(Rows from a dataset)
++++

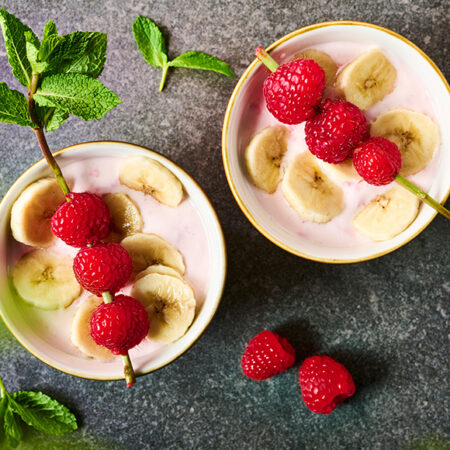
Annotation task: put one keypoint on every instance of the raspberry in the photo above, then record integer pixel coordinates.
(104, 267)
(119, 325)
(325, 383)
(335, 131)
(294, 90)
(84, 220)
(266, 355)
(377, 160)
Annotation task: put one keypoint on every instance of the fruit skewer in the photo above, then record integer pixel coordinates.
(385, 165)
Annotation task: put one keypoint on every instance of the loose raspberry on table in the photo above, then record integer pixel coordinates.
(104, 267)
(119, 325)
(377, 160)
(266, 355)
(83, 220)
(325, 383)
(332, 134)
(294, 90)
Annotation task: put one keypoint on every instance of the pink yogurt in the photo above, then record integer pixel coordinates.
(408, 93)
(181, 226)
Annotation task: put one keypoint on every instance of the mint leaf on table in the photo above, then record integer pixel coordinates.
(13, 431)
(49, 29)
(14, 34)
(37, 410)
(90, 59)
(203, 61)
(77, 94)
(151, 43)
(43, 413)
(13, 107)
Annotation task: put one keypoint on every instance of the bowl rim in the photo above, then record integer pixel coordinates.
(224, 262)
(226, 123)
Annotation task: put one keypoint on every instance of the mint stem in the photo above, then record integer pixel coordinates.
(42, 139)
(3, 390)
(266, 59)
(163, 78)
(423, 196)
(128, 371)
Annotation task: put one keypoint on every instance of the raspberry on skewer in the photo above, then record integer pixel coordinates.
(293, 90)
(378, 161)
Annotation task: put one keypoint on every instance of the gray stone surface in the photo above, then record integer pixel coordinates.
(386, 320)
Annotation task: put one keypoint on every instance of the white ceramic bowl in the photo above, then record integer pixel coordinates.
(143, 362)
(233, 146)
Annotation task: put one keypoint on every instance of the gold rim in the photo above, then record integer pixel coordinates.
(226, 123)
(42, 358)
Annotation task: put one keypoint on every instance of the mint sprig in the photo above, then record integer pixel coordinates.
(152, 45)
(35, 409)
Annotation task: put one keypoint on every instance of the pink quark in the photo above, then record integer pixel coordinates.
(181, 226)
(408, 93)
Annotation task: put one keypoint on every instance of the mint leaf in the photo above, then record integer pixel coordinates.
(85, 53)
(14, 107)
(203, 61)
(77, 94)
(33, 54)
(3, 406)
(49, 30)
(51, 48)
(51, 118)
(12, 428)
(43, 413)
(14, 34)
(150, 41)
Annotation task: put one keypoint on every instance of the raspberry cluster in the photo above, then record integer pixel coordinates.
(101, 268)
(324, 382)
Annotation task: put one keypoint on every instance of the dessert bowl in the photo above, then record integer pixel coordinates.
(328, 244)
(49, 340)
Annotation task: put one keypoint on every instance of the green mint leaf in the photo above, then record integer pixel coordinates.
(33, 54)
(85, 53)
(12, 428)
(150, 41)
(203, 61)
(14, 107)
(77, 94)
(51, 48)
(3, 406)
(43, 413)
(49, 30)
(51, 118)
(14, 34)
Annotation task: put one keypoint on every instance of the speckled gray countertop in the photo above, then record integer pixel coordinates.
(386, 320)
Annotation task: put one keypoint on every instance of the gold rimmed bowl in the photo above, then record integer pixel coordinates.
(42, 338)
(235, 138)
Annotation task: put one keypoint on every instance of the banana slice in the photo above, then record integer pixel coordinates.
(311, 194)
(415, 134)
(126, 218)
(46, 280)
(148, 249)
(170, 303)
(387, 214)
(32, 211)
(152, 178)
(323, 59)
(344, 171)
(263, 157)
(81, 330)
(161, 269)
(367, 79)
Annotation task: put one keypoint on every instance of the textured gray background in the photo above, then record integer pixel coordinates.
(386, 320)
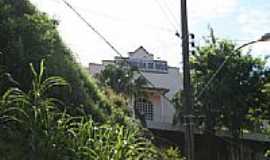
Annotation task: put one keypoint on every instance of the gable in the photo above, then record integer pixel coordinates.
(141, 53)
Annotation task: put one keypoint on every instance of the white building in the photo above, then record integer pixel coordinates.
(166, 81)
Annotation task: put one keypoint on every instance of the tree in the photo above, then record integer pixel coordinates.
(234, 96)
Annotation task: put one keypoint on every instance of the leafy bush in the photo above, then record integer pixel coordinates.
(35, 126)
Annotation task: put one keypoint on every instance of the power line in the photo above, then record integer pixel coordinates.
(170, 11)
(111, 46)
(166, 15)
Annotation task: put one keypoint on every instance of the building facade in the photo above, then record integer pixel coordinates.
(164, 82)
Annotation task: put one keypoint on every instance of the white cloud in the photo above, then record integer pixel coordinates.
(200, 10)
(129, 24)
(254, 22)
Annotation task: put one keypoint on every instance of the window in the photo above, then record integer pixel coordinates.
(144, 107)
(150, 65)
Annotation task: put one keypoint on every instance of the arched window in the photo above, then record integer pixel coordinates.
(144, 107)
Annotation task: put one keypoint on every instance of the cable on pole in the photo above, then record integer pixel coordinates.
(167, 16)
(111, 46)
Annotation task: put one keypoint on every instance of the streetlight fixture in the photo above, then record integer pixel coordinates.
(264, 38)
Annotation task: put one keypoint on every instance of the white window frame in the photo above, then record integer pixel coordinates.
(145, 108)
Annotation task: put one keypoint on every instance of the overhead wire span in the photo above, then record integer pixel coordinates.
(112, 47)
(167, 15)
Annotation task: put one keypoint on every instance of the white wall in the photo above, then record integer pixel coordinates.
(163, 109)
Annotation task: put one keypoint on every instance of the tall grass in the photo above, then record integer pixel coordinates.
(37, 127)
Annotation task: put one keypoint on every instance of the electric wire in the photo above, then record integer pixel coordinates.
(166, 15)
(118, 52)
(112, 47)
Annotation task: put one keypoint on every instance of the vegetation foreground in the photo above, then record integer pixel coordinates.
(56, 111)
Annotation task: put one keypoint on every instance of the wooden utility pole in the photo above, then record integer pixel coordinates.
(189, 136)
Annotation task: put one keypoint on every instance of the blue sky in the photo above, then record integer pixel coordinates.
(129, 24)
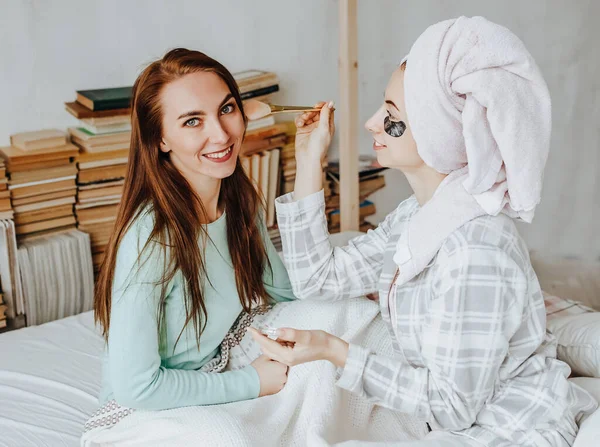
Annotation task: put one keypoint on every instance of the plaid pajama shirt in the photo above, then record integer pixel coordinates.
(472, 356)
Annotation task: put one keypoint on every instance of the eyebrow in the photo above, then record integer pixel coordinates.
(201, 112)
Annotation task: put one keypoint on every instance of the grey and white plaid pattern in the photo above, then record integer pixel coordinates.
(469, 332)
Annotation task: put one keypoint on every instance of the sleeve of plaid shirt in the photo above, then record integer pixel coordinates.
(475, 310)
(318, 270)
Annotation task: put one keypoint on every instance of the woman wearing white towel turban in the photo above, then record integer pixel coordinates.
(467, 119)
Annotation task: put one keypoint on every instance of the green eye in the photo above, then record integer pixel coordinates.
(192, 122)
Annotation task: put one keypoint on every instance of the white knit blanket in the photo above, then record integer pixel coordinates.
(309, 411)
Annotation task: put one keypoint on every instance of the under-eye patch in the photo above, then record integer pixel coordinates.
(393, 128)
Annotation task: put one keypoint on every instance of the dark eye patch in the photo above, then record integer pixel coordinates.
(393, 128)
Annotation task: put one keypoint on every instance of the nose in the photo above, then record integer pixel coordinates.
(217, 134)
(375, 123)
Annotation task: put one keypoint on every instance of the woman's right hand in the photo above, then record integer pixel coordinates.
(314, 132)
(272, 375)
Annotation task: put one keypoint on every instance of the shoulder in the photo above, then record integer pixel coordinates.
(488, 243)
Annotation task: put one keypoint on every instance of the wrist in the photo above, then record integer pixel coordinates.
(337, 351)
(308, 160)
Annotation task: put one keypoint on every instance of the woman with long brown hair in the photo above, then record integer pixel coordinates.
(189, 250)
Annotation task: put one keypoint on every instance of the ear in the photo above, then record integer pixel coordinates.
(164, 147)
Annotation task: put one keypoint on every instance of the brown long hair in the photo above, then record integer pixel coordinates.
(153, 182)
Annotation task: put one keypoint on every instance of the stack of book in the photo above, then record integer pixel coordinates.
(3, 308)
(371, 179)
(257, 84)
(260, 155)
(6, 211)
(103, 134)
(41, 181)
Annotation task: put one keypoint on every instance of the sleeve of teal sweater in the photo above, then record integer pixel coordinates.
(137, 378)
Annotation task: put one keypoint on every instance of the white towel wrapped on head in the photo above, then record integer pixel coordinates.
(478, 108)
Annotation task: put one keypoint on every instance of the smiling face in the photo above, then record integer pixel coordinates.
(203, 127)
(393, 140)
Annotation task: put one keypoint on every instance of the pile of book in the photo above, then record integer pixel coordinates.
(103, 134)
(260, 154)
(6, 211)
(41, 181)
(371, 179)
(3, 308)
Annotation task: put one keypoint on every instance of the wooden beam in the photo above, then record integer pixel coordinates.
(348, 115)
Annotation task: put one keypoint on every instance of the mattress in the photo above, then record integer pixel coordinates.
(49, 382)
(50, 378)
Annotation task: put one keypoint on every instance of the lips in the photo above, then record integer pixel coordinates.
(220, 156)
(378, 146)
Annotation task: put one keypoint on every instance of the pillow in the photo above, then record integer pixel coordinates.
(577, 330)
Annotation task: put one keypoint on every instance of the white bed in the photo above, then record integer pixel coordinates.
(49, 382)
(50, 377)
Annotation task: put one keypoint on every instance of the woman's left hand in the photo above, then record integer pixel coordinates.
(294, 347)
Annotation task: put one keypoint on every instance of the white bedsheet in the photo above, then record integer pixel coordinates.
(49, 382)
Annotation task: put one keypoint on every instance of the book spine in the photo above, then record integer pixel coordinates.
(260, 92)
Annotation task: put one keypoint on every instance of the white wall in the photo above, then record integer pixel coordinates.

++++

## Task goal
Set out exactly the run of lines that begins at the line holding "the white towel" and ends at the last line of the data.

## Answer for this exercise
Annotation task: put one keypoint on every instance of the white towel wrapped on head in the photo above, then record integer pixel coordinates.
(478, 108)
Annotation task: put one keypoint on every instance of the smiling face in the photo above, then record integer pixel coordinates.
(203, 127)
(393, 140)
Annotation task: put one keypoint on every instance of the pile of book in the photo above, then record integer pixel coordinates.
(103, 134)
(260, 154)
(6, 211)
(41, 181)
(371, 179)
(3, 308)
Annotation task: put one keypoint on every instance of the wooden beam in the photo above, then record integer pixel coordinates.
(348, 115)
Annotation task: put one keypoint on every instance of the mattress in the photo above, then record integer pixel coordinates.
(49, 382)
(50, 378)
Annotation task: put one keypoint on every instance of the lips in the photo above, then record integer pixel coordinates.
(220, 156)
(378, 146)
Annotation task: put one keypoint on every instance of the pillow in the photo above, then record integer pixel coordinates.
(577, 330)
Annotation task: put one keypoint on every instance of the white bed in the photo above, then record integer pixel coordinates.
(49, 382)
(50, 377)
Annotation task: put one keypoint on every instance of the woman's left hand in the photo above, then record integer pixel coordinates.
(294, 347)
Annotation task: put one keypoint on every instance of the white bedsheet in the photo above, then record integer pixel coordinates.
(49, 382)
Annotation task: put one keypoint on every instance of the book spine in the photo above, then record integer pixel coordinates.
(260, 92)
Annotation task: put one keypoint on every instance of the white wall in the photo above, then record integer pixel coordinates.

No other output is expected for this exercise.